----- DATASET RECORDS

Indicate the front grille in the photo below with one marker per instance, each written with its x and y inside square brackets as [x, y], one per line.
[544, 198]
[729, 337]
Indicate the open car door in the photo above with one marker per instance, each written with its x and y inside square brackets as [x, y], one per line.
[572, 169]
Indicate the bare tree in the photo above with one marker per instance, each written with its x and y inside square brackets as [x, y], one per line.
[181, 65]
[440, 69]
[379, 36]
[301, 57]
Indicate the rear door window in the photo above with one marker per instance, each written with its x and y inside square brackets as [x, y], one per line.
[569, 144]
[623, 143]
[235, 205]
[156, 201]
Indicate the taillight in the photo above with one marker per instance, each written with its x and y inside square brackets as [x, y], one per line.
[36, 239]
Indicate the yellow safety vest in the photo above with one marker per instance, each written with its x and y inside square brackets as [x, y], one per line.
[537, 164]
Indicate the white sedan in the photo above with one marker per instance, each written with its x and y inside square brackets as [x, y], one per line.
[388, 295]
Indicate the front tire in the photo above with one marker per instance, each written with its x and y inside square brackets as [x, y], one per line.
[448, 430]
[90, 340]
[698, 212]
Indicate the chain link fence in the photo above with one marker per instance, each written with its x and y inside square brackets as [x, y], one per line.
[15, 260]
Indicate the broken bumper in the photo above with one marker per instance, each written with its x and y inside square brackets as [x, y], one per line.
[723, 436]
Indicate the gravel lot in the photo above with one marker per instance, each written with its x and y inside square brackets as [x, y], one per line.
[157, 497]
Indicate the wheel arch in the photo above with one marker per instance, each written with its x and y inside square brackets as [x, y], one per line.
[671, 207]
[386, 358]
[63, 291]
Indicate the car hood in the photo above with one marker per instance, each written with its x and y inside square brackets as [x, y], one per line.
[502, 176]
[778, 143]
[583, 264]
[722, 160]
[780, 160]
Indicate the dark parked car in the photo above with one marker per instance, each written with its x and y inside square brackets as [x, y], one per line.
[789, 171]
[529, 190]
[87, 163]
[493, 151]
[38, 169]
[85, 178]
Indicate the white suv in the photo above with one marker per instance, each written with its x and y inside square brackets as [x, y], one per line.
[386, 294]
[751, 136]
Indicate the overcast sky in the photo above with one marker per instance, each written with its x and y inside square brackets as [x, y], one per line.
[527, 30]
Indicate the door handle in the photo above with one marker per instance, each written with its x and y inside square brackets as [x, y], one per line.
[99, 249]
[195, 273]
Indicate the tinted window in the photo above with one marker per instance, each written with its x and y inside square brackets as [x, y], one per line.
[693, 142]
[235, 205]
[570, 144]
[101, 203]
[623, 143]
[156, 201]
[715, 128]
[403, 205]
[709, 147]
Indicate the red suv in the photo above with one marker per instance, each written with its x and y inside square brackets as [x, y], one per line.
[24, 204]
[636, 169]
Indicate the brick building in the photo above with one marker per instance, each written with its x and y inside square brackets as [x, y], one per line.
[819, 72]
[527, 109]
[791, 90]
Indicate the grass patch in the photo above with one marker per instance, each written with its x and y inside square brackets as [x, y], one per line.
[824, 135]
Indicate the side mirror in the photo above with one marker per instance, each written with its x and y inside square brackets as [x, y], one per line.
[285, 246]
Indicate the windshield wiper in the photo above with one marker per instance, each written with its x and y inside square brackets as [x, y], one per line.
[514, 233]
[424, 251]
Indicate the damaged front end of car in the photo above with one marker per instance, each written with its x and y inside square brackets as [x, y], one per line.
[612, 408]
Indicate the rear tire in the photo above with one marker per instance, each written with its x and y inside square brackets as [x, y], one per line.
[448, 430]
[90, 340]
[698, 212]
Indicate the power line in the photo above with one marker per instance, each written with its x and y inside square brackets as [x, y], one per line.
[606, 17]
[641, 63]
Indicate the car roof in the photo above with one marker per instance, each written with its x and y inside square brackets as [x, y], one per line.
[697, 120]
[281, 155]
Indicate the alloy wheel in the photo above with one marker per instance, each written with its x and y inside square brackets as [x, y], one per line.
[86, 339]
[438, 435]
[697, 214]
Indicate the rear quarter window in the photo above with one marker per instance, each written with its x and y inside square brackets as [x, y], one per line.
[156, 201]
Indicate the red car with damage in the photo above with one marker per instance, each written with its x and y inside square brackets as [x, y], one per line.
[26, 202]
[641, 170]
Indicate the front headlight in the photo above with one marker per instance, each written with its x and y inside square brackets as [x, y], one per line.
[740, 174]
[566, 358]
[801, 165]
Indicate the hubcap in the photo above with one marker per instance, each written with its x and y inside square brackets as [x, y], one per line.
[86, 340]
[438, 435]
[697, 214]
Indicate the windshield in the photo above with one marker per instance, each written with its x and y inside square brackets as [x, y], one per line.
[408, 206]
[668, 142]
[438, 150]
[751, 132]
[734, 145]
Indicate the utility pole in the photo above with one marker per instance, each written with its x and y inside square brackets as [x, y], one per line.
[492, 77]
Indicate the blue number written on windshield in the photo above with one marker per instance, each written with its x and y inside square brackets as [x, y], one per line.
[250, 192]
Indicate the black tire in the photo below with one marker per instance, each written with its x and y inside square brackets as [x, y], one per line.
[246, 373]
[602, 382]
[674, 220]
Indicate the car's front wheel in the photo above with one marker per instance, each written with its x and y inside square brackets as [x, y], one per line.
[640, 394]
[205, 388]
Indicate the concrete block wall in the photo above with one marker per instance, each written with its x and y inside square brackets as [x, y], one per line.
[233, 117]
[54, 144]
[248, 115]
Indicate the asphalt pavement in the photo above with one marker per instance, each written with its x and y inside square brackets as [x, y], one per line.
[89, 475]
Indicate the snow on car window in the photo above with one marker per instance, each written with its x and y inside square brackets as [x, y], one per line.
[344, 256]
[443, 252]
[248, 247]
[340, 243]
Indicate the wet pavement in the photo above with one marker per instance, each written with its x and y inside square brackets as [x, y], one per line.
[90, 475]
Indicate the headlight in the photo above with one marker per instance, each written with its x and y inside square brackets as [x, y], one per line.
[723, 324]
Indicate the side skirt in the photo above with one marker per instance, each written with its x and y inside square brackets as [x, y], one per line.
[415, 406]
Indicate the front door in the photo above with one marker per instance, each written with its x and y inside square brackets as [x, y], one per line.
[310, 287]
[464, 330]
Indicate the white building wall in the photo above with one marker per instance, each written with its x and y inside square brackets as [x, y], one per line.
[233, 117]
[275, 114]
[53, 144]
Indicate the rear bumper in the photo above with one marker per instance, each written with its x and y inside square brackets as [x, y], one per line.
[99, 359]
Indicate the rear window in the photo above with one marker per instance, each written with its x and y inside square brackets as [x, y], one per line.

----------

EXERCISE GOAL |
Transcribe all entries exactly as they appear above.

EXERCISE ANSWER |
Indicate the front grille in the photo below with one marker per instance, each written with its x and y inside square brackets as [x, y], one per line.
[544, 198]
[729, 337]
Indicate the open car door in the photo above with one marker per instance, each written with its x and y inside square brackets as [x, y], one per line.
[572, 169]
Indicate the bare tree in the photo above with one marker per instance, each written with its x and y inside square brackets as [x, y], one per line.
[181, 65]
[440, 69]
[379, 36]
[301, 57]
Indicate the rear door window in the photo above with one marker per instance, each written with its x and y inside square brackets as [x, y], one per line.
[569, 144]
[623, 143]
[235, 205]
[156, 201]
Indicate the taillight in the photo above with one marker per instance, each written with its x and y inside square brackets as [x, y], one per line.
[36, 239]
Indicate the yellow safety vest in the photo above with one marker per instance, each written with its x and y inside square brackets as [x, y], one per line.
[537, 164]
Indicate the white sedan in the photo above with one marker per instance, each written with its x and y inside square brackets as [x, y], one per line.
[388, 295]
Indicate the front tire in the photo above with one marker per instance, each written with its x and y inside square brackets as [x, y], one per line.
[448, 430]
[90, 340]
[698, 212]
Indicate the chain link fence in the photo above with one marker per instance, each written with its x and y inside square brackets as [x, y], one per line.
[15, 260]
Indicate the broken bumper in the photo above with one marker per instance, each written with its x and y inside square brackets as [x, y], one per line.
[723, 436]
Indicate the gravel lot in the photo above with one marker per instance, each written with its x and y inside square brackets as [x, y], one per line.
[157, 497]
Indicate the wheel arch in the photo above with one marker per instance, each written with its x and y inside square brackets as [x, y], one per line.
[671, 207]
[386, 358]
[63, 291]
Indicate the car hood in the photo above with one marker per instance, each written with its x and y inside square brackets as [x, y], one per line.
[502, 176]
[778, 143]
[583, 264]
[722, 160]
[780, 160]
Indicate the dark parked car in the photo above with one marker per instance, each written with its x and y inside square brackets as [x, y], one per line.
[789, 171]
[529, 190]
[87, 163]
[493, 151]
[38, 169]
[85, 178]
Indicate the white suv in the photo above with one marker per instance, each written with its x and y inside square brackets as [x, y], one per line.
[386, 294]
[751, 136]
Indicate the overcast sky in the photo above with one marker per instance, each written with its x and y inside square brackets as [x, y], one per line.
[527, 30]
Indicate the door handle in the photo above with one marker per instance, each written with its x and y inside square brackets as [x, y], one per line.
[99, 249]
[195, 273]
Indicate the tinted window in the photo above with one marker per instance, each written with its x and y inside square brackets as [x, y], one per line.
[693, 142]
[235, 205]
[570, 144]
[101, 203]
[623, 143]
[156, 201]
[715, 128]
[403, 205]
[709, 147]
Indicate the red suv in the photo above with one marker per instance, each written with its x and y inside square brackets as [x, y], one per line.
[24, 204]
[636, 169]
Indicate the brick building in the photo above with one marker per instance, each written with its x and y inside square brackets as [x, y], one per line.
[819, 72]
[527, 109]
[791, 90]
Indicate the grass patch in the photo above with one marker per instance, each written with its x and y inside square brackets as [x, y], one per line.
[824, 135]
Indicate the side mirror in the photo above with one marker per instance, each written with its x and y inside square brackets as [x, y], one per line.
[285, 246]
Indicate the windshield wiper in the photo above with one marker per instance, each written with its x and y inside square brackets as [x, y], one per line.
[514, 233]
[424, 251]
Indicate the damaged front end of car in the photo above with one marker per instance, each written with its x and y inside square brackets as [x, y], one per line.
[612, 408]
Indicate the rear tire in the photo above with one marker per instance, each written with its x and y inside square brackets as [x, y], one per line.
[448, 430]
[90, 340]
[698, 212]
Indicate the power line in the photo above with one marker per instance, each written with its x and y inside square brackets as [x, y], one per line.
[606, 17]
[641, 63]
Indicate the car roof in the photo above with one marker per instance, each written with its x and y inside square brackets as [x, y], one per line.
[697, 120]
[281, 155]
Indicate the alloy wheel in the photo above with one marker per instance, each written with its x and y inside square brackets as [x, y], one per line.
[86, 339]
[438, 435]
[697, 214]
Indicate the rear quarter window in the photo above with one marker per instance, each written with its x and y inside square brackets as [x, y], one per line.
[156, 201]
Indicate the red car with damage in the photo above with one marker per instance, each written with its x and y inside square brackets as [x, y], one per line.
[26, 202]
[641, 170]
Indicate the front headlight in the photo above with one marker per instance, each written with its x and y inside square brackets as [x, y], one per line.
[740, 174]
[566, 358]
[801, 165]
Indicate the hubcap in the photo above with one marker per instance, each written with its x and y inside square brackets as [x, y], one per line.
[86, 340]
[438, 435]
[697, 214]
Indicate the windshield in the photo above with one marker per instance, each written with its x and y inside square brackets as [x, y], one per line.
[408, 206]
[668, 142]
[438, 150]
[751, 132]
[734, 145]
Indicate the utility pole in the photo above with one marker per instance, each written with its x and y inside square brackets as [x, y], one per line.
[492, 77]
Indicate the blue number written on windshield in the photo above with one marker per instance, each written with its x and y inside square brackets as [x, y], one per line.
[250, 192]
Indicate the black tire in the photo below with one marker per instance, each written with its x and y inside square brackets as [x, y], one per line.
[246, 373]
[602, 382]
[674, 220]
Indicate the car's front wheel in the photo above with one marker per instance, each written with its x and y inside square brackets as [x, y], one per line.
[640, 394]
[205, 388]
Indicate the concrete block wall in the photo above with one marker per instance, each written with its x and y inside square brackets as [x, y], one per line.
[233, 117]
[54, 144]
[248, 115]
Indicate the asphalt pavement in the photo above with one marker per instance, each written with its x and y inside square brackets as [x, y], one per line.
[89, 475]
Indicate the snow on car window in the photo above with one marker per instance, each written with its x and y inside square brackets as [x, y], one per line.
[344, 256]
[443, 252]
[248, 247]
[340, 243]
Indicate the wet pavement in the photo above with one marker per instance, each written with its x and y inside square brackets as [x, y], one per line.
[90, 475]
Indicate the headlight in the photo above with one marker per instance, each written with its x and y inside square brackets as [x, y], one per line.
[723, 324]
Indicate the side skirt in the photo above with one marker per instance, each written with its x and y inside square brackets as [x, y], one per line.
[415, 406]
Indicate the front door in the photo above with one marker per instance, each written with its x and y inside square brackets as [x, y], one per line.
[310, 287]
[464, 330]
Indicate the white building wall in the photo above with one marker per instance, each written with its x and y inside square brackets as [x, y], one per line.
[233, 117]
[275, 114]
[53, 144]
Indicate the rear bumper in the photo above with one marker per instance, each written with its x and y inside square brackets as [x, y], one per line.
[99, 359]
Indicate the rear window in the photo above with one marker per instance, each written with its x and y inside square brackets as [x, y], one per line.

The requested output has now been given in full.